STATED PROBLEM: Copy the data below word for word, starting at the line that contains "Where can you find the leafy" and ending at the last line of the data.

** start **

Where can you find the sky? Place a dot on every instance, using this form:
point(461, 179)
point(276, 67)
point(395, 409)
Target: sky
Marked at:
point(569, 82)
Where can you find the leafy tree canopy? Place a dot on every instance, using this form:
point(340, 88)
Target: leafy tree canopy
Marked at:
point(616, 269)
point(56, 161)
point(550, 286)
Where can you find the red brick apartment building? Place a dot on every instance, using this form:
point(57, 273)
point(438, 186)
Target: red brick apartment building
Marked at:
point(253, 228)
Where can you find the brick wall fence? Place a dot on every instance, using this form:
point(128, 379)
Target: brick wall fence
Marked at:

** end **

THE RESPONSE:
Where can you find the leafy tree canopy? Place a dot on every instance, using this form:
point(340, 88)
Target: leafy tree canopy
Marked at:
point(616, 269)
point(56, 161)
point(550, 286)
Where can you find the red brick apartment building? Place a dot on every instance, using this form:
point(57, 273)
point(438, 186)
Target: red brick apartment building
Marked at:
point(253, 228)
Where can you find the brick wall fence? Place a dot on every instance, using this form:
point(128, 379)
Target: brick wall fence
Marked at:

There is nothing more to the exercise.